- Written exercise
Give as a numbered list, leaving out blank lines, the part of the records that opens with the line containing "In[2]: # Find the red siding" and closes with the line containing "202,70 -> 459,171", both included.

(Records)
--- begin ---

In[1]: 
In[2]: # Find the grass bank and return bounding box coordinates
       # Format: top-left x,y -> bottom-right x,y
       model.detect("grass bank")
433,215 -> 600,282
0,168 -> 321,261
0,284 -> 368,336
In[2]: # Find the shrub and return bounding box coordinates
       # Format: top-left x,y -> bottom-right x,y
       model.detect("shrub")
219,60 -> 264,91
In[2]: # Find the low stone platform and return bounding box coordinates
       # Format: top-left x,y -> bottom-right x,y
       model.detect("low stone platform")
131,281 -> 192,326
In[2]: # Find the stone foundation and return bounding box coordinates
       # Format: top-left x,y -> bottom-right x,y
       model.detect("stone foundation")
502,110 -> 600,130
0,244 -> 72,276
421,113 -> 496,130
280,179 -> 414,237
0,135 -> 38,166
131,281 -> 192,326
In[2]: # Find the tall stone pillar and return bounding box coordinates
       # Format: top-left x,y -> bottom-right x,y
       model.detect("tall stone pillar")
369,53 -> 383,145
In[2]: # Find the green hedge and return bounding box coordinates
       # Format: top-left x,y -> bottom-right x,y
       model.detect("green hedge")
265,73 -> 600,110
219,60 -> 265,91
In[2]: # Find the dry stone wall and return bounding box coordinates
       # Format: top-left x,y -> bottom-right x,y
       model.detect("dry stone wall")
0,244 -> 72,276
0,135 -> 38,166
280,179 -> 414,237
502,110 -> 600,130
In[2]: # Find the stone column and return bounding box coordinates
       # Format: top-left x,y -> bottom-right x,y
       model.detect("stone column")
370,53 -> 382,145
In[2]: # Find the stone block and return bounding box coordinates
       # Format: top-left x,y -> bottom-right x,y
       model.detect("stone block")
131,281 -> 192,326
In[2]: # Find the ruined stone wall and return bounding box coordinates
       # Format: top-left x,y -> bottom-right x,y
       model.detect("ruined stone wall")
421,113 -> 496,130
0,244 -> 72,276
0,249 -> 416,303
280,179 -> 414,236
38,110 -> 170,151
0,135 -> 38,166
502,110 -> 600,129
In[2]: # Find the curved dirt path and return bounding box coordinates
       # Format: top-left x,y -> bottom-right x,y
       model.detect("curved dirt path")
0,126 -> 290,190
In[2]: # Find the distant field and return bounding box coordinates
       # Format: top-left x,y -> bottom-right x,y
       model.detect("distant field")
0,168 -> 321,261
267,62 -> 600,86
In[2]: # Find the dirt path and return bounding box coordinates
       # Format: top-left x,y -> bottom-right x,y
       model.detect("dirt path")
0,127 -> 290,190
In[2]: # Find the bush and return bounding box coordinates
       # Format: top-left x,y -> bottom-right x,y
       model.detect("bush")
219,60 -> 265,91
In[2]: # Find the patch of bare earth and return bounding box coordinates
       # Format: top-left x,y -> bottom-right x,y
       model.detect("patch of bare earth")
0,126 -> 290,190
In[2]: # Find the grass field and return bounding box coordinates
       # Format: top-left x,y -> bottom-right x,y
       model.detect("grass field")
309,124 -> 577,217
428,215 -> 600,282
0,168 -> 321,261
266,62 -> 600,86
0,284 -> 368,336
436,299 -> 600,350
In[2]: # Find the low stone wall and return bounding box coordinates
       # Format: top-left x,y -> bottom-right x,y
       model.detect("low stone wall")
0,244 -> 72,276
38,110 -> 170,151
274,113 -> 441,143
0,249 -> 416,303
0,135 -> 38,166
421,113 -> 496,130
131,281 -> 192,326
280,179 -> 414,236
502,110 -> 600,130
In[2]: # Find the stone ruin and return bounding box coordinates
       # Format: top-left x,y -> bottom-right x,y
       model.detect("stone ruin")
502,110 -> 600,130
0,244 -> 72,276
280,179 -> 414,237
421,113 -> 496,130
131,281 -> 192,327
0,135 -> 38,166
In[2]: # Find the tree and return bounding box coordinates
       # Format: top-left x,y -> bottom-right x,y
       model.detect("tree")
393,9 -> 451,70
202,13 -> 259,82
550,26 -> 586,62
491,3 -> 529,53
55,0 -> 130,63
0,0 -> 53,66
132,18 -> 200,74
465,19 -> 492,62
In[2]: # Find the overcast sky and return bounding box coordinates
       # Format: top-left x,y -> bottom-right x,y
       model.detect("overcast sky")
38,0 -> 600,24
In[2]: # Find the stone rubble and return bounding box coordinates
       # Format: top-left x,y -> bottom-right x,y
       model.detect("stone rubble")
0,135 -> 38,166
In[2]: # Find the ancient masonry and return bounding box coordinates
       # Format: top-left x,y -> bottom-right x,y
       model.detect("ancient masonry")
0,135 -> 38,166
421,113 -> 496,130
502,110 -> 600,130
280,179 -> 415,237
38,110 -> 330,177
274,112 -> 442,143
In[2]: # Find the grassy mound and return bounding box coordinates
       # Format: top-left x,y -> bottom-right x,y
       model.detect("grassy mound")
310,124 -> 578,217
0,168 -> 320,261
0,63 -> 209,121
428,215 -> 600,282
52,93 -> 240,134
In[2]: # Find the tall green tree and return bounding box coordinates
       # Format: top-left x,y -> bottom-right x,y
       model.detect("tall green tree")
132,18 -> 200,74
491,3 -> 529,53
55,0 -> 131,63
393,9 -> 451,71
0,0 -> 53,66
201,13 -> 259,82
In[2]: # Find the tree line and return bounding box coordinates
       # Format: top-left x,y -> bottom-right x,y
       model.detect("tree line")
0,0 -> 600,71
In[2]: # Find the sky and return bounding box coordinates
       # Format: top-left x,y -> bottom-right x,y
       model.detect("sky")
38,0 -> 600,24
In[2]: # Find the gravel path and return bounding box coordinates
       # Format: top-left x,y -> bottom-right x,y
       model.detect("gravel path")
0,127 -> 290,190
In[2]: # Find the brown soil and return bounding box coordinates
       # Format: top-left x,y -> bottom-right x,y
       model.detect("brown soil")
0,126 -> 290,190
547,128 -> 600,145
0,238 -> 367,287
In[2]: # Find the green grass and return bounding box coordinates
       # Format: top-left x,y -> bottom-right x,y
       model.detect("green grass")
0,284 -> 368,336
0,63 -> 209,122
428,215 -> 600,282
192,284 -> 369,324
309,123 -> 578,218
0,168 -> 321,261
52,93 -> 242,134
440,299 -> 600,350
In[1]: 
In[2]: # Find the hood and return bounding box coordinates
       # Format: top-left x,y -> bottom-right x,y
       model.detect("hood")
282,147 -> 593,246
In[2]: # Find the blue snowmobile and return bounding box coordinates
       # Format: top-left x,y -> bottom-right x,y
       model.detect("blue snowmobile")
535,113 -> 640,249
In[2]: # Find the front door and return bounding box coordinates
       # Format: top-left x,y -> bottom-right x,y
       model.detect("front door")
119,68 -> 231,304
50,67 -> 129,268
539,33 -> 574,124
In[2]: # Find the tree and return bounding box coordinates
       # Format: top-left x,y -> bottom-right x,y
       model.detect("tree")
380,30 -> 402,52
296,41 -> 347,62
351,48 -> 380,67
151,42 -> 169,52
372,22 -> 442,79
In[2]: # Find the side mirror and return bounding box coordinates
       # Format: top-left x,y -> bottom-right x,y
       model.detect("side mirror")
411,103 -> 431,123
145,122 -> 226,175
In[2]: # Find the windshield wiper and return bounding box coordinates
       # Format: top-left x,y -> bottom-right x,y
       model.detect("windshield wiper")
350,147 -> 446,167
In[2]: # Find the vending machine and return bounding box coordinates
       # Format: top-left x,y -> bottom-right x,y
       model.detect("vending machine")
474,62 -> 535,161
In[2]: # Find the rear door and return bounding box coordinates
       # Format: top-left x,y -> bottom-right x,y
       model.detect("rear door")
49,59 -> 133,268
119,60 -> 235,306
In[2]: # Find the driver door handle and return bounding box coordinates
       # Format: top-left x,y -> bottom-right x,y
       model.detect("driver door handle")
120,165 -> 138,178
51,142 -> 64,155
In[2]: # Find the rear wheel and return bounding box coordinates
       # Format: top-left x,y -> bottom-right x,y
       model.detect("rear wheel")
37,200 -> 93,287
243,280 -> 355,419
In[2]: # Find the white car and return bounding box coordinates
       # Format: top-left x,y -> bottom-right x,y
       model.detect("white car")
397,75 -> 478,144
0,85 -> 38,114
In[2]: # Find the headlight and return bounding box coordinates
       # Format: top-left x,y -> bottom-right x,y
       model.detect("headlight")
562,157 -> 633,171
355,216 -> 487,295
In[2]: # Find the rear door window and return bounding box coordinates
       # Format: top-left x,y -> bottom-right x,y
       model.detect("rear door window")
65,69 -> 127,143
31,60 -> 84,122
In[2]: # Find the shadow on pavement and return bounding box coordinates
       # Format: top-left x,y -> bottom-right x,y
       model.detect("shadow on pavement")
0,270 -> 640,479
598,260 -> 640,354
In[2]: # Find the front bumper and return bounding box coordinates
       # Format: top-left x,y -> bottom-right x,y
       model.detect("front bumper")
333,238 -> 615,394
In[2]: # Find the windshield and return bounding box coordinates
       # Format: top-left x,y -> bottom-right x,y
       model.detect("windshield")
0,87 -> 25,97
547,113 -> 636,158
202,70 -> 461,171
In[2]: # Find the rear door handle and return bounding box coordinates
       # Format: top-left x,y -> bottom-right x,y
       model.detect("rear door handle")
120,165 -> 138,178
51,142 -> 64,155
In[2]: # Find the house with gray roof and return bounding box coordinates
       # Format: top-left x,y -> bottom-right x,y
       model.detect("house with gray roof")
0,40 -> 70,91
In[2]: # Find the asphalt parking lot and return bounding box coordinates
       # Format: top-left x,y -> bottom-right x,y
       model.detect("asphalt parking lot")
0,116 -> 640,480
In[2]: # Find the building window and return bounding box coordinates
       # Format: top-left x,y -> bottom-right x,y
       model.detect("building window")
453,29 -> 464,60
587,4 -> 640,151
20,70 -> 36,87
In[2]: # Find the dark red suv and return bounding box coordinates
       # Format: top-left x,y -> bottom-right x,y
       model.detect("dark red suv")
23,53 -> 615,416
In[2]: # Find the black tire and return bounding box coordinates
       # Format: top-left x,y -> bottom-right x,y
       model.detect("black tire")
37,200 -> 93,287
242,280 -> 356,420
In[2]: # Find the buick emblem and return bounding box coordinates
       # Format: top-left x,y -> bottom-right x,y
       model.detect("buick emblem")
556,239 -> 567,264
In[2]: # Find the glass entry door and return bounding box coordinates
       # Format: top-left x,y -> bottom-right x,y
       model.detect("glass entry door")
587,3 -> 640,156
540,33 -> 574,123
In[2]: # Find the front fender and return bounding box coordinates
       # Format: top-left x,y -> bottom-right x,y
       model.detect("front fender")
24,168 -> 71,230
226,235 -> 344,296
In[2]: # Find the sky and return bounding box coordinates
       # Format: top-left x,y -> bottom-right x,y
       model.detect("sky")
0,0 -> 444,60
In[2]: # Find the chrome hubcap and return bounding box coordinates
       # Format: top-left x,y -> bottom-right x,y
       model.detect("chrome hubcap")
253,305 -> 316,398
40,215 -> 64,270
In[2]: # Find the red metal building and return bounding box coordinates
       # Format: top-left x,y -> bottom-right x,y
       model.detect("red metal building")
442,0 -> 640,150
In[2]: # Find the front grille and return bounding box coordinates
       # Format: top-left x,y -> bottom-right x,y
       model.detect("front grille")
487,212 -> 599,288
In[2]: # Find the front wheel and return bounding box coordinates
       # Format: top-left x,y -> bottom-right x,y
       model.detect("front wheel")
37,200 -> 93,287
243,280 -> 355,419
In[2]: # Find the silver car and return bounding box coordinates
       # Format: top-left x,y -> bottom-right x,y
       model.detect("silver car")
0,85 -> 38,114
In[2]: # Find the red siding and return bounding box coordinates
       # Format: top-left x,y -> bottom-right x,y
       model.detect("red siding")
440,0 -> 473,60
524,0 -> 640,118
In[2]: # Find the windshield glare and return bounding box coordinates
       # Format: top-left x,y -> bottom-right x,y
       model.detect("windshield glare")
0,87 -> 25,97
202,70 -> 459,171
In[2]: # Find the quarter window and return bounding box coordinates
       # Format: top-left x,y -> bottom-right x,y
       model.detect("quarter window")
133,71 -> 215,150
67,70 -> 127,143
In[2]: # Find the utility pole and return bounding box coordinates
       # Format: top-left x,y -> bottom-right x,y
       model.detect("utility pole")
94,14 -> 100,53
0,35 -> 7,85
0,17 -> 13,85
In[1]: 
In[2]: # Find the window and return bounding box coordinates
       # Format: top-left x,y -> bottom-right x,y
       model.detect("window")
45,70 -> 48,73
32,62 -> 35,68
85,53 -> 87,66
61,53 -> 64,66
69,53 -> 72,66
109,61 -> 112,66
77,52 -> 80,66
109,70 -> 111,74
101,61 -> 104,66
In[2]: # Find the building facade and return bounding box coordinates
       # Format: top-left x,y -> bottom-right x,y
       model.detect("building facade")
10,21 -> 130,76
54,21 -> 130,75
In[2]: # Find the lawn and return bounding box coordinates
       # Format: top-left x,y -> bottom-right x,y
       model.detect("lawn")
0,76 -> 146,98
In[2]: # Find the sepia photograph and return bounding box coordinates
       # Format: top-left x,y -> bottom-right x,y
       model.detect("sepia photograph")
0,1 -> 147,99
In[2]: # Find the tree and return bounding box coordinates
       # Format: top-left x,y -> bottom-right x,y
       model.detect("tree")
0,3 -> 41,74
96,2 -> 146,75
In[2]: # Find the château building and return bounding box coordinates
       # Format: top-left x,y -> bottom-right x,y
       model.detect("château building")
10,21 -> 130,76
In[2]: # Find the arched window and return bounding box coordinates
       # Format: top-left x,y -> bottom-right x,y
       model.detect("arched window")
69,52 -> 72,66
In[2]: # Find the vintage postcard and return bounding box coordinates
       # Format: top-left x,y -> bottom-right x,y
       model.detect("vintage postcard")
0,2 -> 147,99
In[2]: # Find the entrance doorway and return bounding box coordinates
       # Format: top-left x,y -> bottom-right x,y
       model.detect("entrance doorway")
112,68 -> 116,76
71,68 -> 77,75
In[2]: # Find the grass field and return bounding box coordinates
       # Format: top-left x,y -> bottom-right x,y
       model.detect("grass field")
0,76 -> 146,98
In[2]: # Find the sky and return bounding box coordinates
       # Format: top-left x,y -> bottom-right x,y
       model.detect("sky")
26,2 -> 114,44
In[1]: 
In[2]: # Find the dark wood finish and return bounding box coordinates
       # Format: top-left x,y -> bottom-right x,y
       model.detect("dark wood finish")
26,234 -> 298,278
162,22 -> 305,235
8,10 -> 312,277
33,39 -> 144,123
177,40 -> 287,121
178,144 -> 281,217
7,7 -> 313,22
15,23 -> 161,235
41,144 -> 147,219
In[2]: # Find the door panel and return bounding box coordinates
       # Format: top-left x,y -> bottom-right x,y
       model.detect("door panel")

--- end ---

- Response
1. In[2]: # Find the red siding and return bounding box coordinates
2.        # Format: top-left x,y -> bottom-right x,y
3.        model.detect("red siding")
4. 440,0 -> 473,60
5. 524,0 -> 640,118
6. In[2]: # Find the windshield glare and return bounding box coordinates
7.        # Format: top-left x,y -> bottom-right x,y
8.        model.detect("windshield glare")
9. 0,87 -> 25,97
10. 202,70 -> 459,171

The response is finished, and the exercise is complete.